══ Input records

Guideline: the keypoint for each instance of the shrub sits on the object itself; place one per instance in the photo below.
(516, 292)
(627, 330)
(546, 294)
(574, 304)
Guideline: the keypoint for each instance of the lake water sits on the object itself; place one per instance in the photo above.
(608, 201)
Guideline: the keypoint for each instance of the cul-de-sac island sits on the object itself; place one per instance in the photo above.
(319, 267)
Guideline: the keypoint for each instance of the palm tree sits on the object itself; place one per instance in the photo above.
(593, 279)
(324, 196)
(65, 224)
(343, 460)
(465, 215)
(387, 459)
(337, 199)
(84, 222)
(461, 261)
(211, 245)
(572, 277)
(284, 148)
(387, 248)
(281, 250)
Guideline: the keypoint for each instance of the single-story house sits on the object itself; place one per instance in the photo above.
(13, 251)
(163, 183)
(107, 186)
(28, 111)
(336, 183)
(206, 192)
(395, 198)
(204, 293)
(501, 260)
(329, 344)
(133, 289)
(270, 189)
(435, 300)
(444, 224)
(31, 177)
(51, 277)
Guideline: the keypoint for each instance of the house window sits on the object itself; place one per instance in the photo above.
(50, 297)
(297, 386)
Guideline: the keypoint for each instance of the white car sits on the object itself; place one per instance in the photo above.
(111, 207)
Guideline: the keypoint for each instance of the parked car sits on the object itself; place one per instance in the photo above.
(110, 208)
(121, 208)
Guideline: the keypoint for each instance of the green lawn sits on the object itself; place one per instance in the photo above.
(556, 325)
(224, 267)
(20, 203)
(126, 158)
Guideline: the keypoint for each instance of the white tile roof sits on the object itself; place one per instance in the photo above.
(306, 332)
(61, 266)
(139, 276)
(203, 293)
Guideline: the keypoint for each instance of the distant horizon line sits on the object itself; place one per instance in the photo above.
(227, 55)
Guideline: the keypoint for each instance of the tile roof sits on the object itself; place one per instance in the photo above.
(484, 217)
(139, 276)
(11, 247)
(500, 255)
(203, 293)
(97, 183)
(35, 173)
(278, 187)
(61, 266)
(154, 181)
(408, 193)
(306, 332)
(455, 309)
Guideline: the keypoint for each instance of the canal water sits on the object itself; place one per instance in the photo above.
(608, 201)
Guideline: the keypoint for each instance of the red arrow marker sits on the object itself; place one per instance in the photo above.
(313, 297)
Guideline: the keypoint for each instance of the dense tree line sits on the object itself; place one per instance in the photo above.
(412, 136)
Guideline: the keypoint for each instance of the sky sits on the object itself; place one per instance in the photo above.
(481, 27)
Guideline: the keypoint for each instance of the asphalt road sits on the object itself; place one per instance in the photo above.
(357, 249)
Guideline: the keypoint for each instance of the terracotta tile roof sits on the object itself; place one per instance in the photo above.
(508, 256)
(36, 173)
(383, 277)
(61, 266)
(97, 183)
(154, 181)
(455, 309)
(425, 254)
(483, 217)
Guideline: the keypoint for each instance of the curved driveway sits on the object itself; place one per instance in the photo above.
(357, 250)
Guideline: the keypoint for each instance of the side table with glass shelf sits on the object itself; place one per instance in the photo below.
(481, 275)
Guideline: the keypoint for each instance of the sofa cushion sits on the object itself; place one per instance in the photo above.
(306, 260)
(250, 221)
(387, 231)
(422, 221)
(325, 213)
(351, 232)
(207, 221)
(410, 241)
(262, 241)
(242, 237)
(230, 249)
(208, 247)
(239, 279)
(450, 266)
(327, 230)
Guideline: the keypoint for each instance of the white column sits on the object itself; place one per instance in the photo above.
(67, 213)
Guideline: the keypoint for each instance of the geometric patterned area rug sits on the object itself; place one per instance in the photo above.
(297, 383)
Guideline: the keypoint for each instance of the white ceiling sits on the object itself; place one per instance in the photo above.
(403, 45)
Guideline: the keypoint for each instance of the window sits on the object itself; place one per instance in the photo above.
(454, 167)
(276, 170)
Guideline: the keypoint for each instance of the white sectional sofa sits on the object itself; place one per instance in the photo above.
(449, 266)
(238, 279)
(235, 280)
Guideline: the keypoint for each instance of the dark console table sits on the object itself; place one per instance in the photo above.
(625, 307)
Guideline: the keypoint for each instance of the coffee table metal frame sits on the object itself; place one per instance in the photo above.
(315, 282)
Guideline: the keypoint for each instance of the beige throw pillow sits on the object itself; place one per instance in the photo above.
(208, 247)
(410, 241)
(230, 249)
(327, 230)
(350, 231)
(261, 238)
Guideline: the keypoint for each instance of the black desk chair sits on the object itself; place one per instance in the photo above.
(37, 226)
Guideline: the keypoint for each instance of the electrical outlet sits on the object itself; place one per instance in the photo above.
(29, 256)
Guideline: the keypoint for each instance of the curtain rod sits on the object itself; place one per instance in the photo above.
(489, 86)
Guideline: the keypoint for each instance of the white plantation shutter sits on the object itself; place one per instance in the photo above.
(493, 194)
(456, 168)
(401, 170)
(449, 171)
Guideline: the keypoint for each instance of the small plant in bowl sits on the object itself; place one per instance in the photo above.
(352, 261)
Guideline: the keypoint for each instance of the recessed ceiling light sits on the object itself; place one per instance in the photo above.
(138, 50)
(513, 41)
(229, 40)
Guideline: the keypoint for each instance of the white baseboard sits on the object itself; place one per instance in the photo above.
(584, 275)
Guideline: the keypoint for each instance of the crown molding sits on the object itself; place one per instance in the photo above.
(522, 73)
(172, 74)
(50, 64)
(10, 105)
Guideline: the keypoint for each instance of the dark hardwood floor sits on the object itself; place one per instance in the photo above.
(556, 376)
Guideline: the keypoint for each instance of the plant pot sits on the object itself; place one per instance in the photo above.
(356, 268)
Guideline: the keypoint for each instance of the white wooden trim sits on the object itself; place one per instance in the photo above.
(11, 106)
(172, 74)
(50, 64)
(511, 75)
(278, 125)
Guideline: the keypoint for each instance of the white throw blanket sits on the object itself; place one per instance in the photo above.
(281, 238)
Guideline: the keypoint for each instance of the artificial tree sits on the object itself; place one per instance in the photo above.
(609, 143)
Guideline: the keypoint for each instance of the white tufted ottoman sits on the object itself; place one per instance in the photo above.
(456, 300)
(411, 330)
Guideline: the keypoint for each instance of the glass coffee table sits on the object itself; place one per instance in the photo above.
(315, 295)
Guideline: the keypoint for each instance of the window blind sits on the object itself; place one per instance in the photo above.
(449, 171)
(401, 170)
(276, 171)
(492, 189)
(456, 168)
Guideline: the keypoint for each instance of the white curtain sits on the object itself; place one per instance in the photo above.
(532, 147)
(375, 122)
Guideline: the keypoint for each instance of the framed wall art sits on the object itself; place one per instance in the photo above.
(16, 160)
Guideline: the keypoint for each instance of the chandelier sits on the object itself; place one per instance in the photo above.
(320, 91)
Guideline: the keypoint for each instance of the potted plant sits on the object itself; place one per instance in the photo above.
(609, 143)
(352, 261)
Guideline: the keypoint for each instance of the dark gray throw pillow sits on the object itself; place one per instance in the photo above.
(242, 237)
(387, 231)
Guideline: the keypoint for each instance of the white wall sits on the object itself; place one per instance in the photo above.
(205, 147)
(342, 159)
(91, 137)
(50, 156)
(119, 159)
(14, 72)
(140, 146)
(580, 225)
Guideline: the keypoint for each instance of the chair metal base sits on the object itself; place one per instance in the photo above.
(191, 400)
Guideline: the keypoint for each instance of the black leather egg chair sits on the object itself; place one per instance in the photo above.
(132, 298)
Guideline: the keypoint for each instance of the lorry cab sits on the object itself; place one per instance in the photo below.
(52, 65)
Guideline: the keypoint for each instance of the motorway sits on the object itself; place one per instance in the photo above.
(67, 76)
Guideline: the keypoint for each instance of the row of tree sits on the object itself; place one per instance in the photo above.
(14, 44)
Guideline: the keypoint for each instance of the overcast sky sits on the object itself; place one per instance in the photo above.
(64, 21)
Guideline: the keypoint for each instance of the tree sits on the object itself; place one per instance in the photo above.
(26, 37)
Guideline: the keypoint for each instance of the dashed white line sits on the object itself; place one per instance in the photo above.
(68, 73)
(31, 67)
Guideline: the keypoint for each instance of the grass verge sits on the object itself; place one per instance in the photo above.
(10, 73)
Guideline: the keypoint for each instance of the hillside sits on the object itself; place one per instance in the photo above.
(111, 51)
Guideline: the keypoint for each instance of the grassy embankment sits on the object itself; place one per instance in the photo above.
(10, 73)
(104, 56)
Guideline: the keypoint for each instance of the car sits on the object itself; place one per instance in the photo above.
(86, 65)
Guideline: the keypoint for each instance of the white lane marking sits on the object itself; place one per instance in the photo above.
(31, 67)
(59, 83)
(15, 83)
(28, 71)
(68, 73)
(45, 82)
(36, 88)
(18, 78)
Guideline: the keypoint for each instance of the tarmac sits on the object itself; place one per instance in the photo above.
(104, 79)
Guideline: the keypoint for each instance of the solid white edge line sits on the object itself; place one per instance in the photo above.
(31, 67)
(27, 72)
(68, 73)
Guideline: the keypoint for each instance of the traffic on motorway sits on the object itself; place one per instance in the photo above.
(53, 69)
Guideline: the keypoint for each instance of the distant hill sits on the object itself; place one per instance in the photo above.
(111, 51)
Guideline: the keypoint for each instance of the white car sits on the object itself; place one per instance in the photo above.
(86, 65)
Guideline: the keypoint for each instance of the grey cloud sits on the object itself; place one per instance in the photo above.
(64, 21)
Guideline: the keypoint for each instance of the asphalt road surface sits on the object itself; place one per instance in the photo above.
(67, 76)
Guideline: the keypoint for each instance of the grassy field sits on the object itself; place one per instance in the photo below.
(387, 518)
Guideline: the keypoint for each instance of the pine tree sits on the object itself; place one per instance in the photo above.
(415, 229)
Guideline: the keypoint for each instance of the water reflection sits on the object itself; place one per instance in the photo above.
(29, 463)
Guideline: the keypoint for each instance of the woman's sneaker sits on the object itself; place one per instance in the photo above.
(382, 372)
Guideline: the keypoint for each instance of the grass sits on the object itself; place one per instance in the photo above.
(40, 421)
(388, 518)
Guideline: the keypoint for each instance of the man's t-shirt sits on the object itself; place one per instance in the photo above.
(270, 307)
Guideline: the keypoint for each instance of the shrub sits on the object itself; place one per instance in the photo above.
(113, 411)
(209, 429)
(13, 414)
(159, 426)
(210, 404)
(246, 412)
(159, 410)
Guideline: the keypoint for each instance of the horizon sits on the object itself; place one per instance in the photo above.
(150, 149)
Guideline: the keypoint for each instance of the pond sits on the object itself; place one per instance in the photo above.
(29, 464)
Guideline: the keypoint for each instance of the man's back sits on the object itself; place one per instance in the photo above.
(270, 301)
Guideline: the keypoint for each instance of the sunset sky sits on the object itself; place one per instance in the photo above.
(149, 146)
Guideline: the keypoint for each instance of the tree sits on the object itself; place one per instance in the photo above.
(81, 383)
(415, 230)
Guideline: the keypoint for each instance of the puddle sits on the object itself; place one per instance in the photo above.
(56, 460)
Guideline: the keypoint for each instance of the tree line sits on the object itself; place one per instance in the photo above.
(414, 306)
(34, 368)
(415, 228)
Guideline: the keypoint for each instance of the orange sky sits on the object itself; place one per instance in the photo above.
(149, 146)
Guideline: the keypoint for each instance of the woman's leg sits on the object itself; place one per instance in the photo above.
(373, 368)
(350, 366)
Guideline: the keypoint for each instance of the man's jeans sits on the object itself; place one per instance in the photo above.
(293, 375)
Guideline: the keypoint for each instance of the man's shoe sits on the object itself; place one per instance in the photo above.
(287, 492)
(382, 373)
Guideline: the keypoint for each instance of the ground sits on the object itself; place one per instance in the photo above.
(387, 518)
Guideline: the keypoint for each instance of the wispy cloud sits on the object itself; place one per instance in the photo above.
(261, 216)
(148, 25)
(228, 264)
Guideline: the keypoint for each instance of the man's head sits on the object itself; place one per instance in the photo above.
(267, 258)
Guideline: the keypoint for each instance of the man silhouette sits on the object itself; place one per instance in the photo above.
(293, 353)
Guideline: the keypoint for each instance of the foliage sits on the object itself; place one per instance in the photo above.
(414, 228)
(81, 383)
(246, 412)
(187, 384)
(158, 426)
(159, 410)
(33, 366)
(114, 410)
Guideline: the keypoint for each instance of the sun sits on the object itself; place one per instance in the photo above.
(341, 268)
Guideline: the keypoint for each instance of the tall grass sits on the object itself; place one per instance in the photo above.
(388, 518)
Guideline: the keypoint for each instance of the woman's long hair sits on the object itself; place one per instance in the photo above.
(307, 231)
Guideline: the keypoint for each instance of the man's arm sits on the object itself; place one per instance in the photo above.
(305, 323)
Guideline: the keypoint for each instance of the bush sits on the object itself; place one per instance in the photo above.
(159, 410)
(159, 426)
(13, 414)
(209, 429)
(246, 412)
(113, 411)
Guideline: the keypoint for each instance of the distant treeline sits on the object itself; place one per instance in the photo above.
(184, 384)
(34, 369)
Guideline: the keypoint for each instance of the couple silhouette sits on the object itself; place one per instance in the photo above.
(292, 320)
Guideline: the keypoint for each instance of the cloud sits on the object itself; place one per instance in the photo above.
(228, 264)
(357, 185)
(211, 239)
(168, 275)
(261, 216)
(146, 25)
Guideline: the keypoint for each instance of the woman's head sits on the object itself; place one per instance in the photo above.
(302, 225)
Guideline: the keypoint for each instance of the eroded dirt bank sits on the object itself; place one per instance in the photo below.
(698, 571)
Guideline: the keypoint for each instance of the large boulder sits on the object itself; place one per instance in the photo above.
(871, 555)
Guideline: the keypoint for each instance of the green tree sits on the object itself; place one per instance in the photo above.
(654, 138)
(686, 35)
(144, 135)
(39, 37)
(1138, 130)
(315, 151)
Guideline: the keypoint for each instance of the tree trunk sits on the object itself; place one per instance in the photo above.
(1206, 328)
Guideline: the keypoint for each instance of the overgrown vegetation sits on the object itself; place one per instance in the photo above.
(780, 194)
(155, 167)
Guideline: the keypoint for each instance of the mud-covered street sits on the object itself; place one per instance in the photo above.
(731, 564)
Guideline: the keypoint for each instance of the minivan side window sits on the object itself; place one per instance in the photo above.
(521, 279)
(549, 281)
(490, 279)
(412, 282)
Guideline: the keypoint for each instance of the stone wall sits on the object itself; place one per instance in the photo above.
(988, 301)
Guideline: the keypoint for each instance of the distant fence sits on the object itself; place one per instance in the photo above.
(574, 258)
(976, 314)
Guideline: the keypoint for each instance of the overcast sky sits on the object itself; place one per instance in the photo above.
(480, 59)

════

◆ **What the task requires**: Transcribe, word for word, every line from the one containing "Guideline: the keypoint for each instance of the stone" through the final line of the entries, and nothing else.

◆ **Exercise answer**:
Guideline: the keypoint for each instance of the stone wall sits on the object itself; place one per instance in the photo above.
(988, 301)
Guideline: the keypoint for each instance of the distant fence sits on the object itself; place one per instance in the photo above.
(574, 258)
(976, 314)
Guideline: the keypoint for each instance of the overcast sky sits on the object itself; place one per instance in the photo above.
(480, 59)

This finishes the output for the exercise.